--- Exercise brief ---
Count every line in the entries that follow where the word "hexagon" appears, then state only the total.

--- Given entries ---
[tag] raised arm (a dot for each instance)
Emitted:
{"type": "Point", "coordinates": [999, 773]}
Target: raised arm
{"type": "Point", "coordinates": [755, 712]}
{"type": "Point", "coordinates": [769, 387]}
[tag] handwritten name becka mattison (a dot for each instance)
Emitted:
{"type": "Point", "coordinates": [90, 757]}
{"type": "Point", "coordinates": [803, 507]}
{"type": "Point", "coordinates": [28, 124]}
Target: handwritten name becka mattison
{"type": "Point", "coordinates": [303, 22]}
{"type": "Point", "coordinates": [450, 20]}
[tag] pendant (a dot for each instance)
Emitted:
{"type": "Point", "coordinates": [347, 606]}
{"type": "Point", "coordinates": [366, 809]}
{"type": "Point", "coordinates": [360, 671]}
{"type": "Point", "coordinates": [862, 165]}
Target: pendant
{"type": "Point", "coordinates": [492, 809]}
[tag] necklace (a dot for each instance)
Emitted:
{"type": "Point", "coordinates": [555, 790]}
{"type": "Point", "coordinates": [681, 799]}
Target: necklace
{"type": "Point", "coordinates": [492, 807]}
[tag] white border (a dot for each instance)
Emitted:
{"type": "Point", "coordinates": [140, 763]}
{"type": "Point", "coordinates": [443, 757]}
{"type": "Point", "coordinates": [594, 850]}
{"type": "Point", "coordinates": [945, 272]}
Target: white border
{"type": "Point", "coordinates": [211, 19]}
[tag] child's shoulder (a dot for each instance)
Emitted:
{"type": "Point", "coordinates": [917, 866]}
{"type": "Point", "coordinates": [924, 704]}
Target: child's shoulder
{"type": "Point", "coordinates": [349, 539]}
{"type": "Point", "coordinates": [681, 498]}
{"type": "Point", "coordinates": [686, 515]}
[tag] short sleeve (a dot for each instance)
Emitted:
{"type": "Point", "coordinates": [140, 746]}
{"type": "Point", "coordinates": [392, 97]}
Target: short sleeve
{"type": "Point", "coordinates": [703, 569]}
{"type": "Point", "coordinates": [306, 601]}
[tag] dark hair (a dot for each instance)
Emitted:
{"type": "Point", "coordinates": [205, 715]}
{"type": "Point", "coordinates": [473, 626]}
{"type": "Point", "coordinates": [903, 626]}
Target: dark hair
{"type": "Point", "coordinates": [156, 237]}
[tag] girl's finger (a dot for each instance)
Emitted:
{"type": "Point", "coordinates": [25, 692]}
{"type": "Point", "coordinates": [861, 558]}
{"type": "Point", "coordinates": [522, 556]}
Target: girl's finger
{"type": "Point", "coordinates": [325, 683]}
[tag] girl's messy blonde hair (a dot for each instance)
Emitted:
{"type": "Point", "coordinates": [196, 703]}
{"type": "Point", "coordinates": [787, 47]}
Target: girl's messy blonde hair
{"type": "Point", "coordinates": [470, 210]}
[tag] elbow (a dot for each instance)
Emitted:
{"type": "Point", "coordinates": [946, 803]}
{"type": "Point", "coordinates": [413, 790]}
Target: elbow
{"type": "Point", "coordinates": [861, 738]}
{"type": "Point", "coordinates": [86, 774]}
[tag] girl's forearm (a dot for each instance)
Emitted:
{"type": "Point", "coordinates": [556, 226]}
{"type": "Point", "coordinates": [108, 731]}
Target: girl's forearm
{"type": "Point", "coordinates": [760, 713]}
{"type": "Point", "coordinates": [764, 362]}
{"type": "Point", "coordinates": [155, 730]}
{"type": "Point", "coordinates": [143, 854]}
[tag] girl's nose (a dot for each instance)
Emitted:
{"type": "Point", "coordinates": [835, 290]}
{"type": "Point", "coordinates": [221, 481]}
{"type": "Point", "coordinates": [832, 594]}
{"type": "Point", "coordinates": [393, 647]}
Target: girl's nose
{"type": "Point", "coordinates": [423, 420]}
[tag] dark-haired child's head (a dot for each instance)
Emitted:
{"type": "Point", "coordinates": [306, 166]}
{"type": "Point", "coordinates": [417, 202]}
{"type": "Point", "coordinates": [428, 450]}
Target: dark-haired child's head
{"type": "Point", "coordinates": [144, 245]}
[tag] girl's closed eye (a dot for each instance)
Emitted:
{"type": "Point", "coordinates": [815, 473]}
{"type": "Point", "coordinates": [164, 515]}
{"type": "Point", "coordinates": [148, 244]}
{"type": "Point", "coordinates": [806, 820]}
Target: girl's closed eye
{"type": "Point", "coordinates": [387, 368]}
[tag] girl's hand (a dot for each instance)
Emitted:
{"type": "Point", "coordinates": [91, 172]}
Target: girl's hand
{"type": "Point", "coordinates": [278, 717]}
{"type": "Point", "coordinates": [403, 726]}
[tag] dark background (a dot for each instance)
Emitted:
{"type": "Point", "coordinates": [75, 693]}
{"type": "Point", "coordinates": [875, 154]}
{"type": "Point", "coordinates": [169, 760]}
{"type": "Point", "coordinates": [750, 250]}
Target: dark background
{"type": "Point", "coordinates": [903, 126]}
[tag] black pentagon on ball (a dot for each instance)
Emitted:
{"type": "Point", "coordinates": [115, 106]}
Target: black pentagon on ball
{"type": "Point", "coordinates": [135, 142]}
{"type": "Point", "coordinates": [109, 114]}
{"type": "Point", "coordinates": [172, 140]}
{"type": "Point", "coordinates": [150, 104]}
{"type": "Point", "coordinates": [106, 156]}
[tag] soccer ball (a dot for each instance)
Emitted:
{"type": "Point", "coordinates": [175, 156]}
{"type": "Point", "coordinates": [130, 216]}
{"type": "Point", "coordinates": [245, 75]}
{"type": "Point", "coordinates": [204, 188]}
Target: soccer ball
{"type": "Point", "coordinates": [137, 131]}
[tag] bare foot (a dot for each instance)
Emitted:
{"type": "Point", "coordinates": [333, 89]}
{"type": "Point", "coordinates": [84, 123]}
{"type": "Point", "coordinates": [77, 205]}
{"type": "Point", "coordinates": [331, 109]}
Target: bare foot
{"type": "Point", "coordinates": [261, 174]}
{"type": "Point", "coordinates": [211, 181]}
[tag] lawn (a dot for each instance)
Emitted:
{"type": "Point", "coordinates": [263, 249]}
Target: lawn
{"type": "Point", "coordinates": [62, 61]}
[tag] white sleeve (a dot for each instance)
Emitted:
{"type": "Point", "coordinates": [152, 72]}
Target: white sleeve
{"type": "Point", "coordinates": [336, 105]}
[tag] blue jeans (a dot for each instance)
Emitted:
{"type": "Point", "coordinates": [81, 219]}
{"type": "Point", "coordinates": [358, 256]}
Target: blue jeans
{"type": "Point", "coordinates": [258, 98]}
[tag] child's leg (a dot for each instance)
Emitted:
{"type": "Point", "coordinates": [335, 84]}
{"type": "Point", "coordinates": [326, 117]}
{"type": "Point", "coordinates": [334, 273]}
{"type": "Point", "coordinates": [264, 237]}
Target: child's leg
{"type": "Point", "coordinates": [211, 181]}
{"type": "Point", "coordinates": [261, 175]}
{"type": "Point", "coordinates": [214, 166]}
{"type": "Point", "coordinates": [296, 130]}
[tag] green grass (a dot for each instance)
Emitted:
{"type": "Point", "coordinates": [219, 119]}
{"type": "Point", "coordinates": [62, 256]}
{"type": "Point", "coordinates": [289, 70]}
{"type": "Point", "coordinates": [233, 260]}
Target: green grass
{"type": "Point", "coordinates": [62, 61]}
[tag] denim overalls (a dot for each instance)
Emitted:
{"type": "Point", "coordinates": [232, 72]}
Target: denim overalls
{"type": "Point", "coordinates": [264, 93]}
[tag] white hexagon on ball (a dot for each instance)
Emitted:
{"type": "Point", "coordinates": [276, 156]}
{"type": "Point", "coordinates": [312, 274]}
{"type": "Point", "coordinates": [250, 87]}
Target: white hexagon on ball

--- Response to the exercise ---
2